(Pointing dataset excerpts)
+ + + + + + +
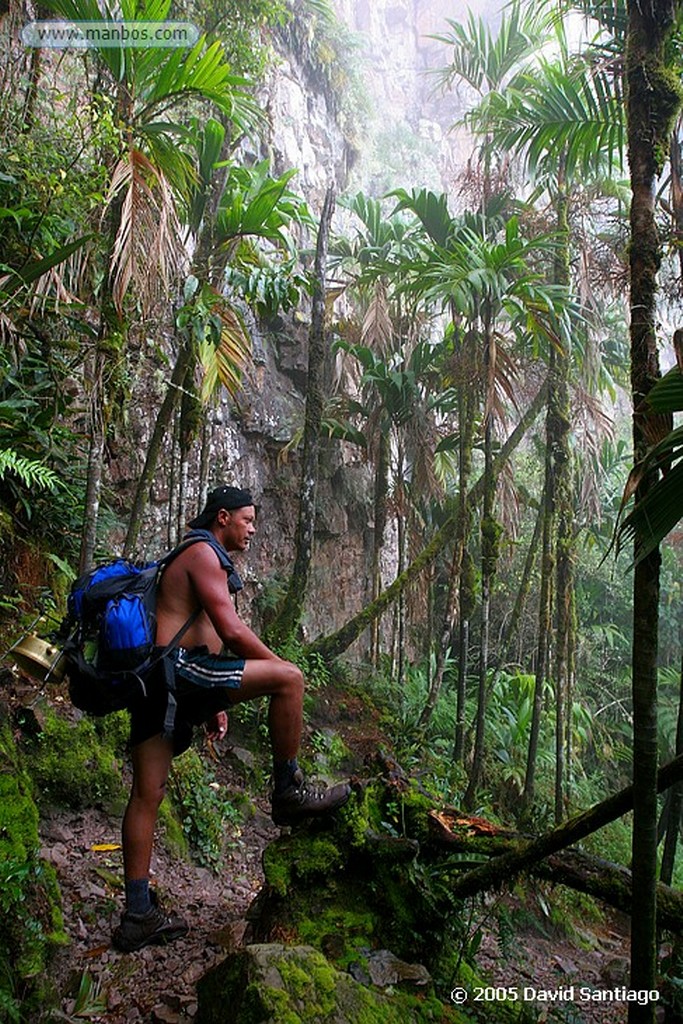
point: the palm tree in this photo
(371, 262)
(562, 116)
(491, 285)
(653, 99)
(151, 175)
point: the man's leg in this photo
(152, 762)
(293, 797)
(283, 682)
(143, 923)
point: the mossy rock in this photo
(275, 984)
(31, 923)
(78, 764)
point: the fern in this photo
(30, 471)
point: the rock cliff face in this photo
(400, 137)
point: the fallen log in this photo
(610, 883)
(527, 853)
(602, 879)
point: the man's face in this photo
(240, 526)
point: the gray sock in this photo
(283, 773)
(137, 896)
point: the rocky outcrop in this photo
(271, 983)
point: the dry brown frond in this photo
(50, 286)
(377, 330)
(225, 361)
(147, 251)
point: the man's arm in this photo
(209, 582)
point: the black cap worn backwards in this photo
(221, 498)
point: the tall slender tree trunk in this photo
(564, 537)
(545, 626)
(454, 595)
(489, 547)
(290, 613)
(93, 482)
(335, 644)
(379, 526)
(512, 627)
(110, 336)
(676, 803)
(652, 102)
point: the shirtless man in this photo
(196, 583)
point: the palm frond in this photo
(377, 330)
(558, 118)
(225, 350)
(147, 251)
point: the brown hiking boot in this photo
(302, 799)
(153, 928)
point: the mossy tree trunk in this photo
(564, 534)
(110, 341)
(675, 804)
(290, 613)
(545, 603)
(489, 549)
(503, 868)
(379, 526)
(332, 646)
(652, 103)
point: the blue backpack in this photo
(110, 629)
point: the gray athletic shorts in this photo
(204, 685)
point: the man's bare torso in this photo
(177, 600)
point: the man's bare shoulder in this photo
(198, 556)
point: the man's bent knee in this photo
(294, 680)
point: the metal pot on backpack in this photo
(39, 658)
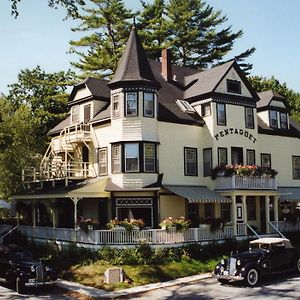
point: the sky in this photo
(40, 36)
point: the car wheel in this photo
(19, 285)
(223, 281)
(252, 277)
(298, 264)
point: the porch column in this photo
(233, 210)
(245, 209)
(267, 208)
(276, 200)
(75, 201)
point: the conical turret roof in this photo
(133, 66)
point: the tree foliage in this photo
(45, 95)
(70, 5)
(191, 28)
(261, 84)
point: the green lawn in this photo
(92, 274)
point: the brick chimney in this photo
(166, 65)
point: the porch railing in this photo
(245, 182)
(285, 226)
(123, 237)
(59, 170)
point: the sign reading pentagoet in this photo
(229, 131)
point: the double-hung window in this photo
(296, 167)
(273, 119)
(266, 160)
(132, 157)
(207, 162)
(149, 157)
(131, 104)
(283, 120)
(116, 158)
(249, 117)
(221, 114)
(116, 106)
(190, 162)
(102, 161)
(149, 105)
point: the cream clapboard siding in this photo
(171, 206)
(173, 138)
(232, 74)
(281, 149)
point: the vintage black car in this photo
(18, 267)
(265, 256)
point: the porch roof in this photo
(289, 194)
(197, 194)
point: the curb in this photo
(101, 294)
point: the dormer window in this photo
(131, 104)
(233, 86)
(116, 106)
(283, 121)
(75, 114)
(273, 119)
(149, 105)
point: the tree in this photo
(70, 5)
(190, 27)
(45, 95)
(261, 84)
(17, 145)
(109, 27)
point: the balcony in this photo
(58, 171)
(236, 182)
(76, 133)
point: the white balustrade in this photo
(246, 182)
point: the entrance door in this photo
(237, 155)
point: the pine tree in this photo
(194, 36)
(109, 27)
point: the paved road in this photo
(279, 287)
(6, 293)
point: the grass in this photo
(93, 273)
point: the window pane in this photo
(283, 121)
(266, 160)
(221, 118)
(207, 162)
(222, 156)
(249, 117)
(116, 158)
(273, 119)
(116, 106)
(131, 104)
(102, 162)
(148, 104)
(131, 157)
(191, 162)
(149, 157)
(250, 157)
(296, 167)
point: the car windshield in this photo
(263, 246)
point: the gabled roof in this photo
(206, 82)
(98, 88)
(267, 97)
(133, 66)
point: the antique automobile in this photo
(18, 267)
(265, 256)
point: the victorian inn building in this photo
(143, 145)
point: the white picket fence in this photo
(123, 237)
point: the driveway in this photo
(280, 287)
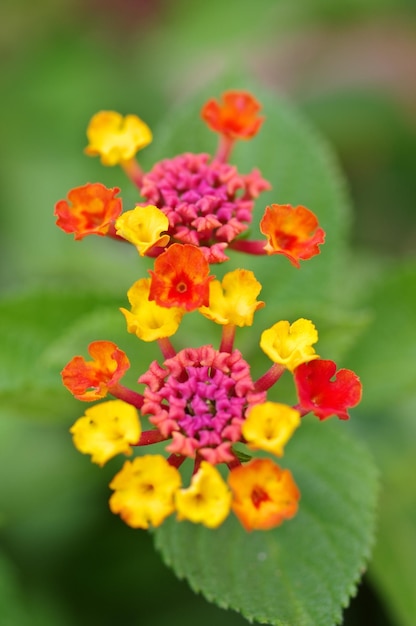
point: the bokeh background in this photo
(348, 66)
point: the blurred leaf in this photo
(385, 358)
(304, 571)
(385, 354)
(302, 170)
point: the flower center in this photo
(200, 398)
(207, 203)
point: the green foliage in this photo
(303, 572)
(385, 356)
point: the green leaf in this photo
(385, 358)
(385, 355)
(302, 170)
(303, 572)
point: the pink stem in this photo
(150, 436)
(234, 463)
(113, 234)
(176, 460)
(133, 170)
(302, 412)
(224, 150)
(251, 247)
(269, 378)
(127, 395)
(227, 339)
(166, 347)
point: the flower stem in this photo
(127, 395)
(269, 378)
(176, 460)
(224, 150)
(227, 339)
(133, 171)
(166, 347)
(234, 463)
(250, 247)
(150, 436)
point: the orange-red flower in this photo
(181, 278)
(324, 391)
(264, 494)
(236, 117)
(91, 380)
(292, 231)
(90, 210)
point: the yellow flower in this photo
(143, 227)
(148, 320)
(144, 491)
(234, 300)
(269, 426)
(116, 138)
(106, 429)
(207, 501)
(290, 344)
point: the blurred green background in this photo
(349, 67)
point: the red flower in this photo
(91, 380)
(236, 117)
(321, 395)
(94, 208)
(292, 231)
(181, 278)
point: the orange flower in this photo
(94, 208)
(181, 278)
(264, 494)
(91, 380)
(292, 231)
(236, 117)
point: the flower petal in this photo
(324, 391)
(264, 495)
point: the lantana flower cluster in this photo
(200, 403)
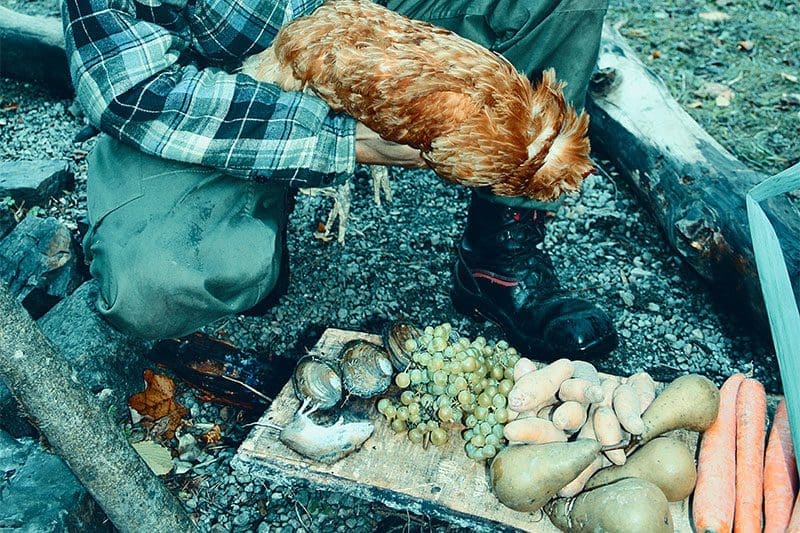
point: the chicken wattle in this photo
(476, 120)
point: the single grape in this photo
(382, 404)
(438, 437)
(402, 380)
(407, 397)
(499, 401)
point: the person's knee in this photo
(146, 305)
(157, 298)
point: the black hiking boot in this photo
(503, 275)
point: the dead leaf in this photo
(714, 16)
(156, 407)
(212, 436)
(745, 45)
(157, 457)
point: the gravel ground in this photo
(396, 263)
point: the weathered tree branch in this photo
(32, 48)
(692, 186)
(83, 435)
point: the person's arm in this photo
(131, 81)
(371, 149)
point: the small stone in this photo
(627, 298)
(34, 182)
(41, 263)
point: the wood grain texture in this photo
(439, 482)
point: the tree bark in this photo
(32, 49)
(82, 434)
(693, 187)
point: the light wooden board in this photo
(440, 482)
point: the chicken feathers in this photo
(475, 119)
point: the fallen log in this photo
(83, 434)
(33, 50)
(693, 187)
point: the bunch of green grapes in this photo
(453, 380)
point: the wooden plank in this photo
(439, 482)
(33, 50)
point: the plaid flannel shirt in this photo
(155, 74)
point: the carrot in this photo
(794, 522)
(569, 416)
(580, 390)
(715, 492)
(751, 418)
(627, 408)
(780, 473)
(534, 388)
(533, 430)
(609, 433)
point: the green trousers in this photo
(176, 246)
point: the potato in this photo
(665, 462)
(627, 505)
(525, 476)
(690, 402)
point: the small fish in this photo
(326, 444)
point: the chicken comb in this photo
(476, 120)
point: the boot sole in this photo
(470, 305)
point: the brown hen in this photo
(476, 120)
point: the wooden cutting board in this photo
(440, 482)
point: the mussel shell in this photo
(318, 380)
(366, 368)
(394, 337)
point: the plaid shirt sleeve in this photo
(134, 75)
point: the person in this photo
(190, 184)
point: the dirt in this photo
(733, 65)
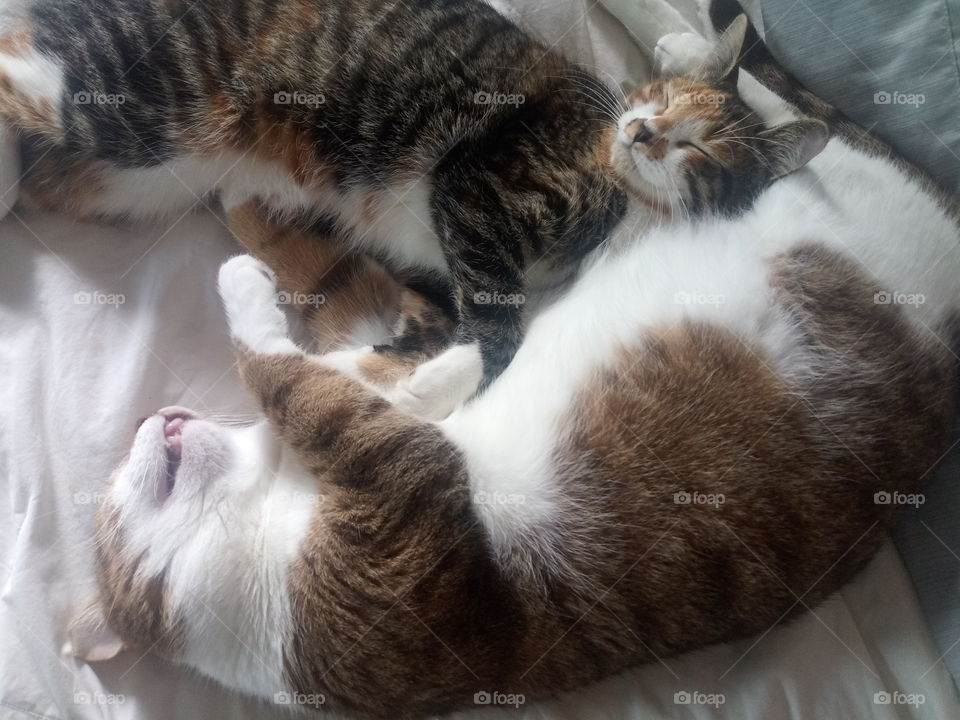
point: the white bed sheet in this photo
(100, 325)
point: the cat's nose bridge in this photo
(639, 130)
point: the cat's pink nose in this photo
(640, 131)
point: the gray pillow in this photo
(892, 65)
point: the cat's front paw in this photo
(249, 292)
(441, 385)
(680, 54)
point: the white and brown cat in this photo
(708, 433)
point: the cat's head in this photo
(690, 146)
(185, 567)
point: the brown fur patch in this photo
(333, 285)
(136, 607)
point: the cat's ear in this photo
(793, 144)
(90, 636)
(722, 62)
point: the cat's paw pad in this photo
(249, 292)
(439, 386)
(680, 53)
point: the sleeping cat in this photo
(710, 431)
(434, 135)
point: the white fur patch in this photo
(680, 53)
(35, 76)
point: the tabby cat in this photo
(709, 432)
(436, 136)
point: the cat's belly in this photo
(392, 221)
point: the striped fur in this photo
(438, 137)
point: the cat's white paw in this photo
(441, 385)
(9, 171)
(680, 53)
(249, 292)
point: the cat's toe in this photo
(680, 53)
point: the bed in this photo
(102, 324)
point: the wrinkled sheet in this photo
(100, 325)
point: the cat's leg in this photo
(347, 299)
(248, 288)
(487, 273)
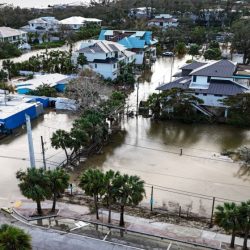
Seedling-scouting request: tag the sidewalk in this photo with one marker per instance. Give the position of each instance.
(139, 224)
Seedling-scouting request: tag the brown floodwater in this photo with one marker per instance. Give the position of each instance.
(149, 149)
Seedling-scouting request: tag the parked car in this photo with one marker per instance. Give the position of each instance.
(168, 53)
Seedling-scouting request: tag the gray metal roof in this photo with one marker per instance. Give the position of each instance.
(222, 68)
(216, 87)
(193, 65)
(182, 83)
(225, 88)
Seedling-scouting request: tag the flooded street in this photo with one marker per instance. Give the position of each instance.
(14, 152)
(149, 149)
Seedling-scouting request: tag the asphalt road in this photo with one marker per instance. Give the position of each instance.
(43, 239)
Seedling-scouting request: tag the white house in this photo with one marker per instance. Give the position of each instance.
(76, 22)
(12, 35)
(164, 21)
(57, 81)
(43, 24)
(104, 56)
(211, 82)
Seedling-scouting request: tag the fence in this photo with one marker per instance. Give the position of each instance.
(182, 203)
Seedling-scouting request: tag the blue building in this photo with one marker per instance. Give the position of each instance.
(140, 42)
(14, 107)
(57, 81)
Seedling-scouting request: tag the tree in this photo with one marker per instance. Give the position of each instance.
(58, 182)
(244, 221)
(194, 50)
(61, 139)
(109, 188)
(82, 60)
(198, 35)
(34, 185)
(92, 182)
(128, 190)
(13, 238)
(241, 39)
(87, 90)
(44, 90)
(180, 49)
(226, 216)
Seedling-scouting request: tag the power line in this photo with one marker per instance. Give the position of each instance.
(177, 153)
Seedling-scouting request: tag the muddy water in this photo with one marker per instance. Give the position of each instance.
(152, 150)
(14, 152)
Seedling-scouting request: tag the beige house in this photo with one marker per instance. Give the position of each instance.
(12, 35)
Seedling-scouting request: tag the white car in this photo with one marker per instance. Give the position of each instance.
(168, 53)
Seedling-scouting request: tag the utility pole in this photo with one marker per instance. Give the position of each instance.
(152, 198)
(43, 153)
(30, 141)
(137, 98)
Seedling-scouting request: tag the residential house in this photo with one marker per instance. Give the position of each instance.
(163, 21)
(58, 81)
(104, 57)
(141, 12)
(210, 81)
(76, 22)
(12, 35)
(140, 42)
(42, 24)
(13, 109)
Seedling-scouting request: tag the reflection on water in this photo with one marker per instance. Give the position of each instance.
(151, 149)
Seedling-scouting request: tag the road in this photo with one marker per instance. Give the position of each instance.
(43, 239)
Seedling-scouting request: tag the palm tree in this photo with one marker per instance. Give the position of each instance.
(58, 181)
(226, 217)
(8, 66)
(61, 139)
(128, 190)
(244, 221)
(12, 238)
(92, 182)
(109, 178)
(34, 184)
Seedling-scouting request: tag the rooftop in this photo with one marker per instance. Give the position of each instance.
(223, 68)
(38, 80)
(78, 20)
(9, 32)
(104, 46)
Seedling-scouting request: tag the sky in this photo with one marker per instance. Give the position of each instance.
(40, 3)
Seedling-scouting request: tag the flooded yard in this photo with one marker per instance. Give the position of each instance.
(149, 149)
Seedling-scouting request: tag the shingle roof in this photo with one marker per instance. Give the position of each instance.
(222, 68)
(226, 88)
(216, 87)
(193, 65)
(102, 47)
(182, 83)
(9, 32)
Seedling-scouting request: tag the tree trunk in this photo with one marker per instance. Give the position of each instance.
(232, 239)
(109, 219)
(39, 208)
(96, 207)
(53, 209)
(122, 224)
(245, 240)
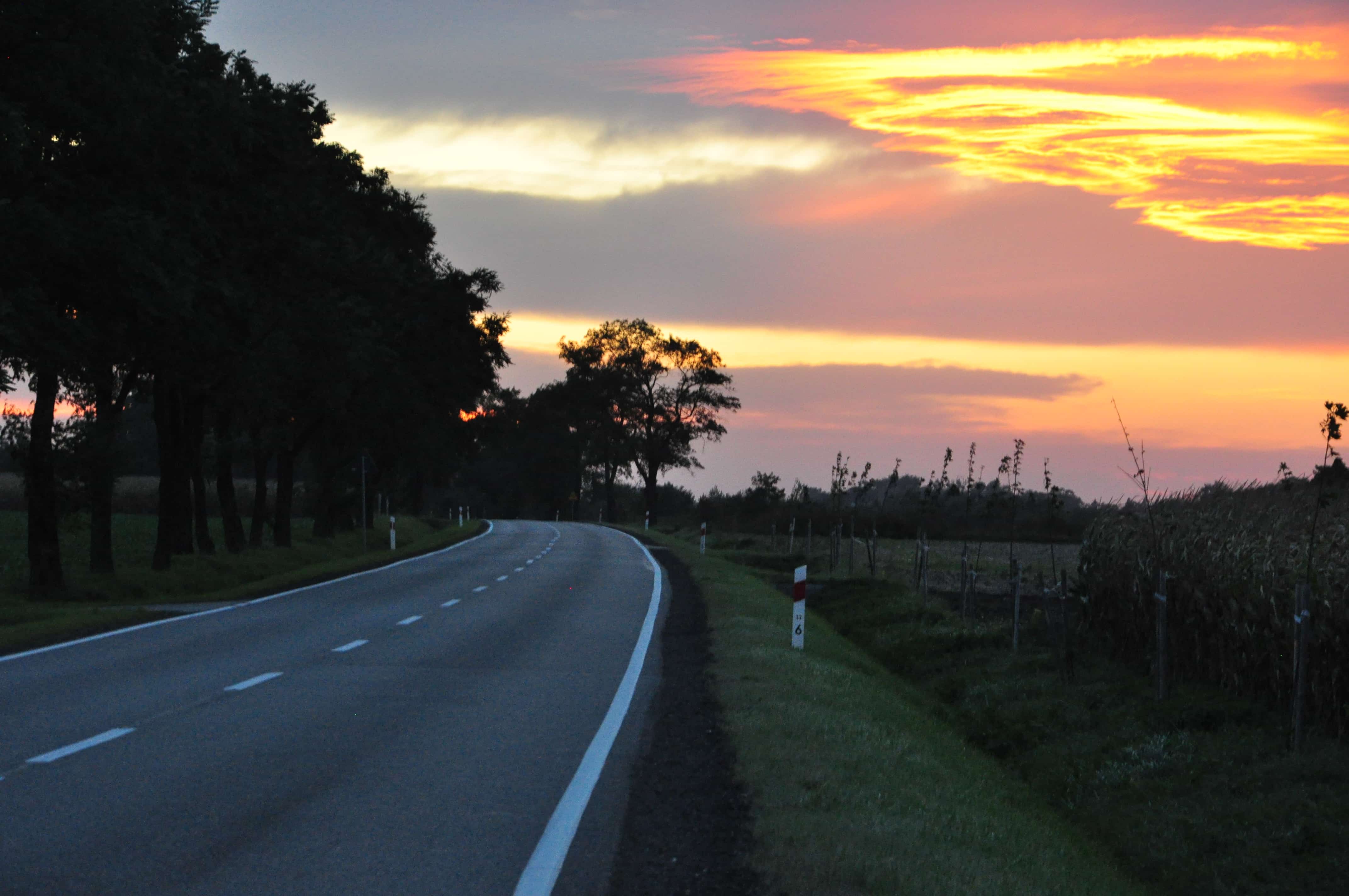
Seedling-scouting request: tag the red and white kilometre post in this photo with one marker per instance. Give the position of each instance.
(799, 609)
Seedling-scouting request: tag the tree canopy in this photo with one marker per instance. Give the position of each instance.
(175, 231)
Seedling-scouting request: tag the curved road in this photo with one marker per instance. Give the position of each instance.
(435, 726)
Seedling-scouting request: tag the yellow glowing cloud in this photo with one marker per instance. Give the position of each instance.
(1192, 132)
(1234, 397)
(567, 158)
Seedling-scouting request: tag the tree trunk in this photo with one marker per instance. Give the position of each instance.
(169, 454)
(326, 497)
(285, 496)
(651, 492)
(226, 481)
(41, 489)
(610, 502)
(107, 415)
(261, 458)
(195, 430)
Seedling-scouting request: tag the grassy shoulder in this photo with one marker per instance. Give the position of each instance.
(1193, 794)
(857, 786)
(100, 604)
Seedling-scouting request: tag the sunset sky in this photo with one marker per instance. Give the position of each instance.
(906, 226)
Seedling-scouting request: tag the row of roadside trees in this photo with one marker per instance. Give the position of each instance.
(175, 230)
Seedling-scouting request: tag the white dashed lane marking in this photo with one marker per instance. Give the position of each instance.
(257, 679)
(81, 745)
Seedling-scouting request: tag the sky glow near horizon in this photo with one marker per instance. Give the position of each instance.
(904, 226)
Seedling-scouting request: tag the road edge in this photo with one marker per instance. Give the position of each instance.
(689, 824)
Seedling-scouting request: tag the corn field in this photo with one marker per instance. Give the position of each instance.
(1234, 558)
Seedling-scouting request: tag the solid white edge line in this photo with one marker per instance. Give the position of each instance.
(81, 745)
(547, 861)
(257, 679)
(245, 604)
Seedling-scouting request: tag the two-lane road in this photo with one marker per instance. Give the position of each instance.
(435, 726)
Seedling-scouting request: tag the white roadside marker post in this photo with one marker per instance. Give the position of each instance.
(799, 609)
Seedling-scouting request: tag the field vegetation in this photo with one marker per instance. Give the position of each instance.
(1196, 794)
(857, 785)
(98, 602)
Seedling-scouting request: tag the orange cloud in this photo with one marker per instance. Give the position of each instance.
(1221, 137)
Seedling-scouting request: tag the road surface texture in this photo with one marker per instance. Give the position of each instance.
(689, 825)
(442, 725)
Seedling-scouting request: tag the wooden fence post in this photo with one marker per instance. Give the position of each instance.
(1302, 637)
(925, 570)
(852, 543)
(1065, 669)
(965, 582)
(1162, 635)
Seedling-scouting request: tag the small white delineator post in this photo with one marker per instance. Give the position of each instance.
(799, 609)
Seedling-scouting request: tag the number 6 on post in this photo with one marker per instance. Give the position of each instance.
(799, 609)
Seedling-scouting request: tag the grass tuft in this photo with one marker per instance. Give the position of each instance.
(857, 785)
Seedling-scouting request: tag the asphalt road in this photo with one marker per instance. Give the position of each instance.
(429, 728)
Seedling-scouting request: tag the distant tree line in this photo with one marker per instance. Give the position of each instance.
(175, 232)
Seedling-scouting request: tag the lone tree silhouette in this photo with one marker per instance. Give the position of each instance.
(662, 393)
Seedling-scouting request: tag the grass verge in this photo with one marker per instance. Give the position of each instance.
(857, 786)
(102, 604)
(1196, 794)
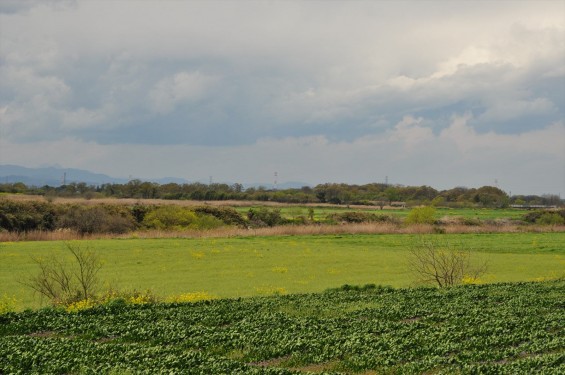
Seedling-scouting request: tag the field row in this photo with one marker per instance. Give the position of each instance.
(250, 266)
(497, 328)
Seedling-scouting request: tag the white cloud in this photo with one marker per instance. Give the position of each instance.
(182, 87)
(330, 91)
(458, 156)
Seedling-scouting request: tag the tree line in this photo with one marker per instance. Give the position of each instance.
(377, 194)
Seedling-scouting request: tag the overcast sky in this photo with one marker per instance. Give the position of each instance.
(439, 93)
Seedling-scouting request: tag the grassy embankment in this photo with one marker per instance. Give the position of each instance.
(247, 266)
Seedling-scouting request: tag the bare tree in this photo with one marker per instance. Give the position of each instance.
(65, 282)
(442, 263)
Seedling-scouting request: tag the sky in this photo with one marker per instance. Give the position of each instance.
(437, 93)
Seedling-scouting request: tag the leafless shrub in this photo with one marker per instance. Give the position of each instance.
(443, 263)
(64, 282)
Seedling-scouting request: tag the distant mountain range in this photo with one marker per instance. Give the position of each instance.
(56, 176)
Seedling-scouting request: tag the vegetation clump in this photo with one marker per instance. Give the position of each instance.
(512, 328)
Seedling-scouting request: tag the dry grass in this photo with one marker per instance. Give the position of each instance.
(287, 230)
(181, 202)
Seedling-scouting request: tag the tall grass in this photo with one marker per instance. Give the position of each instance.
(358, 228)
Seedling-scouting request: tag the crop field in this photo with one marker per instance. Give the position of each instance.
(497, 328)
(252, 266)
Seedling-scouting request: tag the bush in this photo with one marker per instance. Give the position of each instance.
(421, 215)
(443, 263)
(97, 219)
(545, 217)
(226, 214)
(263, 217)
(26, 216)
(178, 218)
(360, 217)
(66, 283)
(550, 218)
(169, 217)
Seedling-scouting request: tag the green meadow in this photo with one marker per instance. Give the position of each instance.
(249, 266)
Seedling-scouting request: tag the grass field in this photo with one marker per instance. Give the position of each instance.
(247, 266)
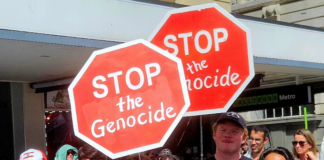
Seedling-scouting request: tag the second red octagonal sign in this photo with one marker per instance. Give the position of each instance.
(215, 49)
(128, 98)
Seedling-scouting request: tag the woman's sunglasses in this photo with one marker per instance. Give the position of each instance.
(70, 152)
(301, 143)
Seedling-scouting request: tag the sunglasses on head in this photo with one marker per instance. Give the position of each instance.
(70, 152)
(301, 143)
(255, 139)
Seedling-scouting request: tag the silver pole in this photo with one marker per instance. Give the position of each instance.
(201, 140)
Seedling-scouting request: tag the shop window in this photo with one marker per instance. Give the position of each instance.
+ + + + + + +
-- WORK REQUIRED --
From the line holding "Seedling-scouting request: tag the second" down to the final line above, quote every line exactly and only those lines.

-- CORRECT RESULT --
Seedling-scouting request: tag the second red octagonal sign in this photo with one marker per instance. Give the position of each instance.
(215, 49)
(128, 98)
Seedling-scouting request: tag the woman's sunglasses in this photo with one marker per instance. Give the position of each instance.
(70, 152)
(301, 143)
Seedling-scouting request: tag the sunglasses on head in this photo with one marker per instance. Give the position of each instance.
(70, 152)
(301, 143)
(255, 139)
Seedling-scouting request: tag the silver pole in this photo with one marker per instance. Give the position of each instance.
(201, 140)
Seedling-scouting request: tag the shop window in this photo with one marker per instance. Give the position of each instance.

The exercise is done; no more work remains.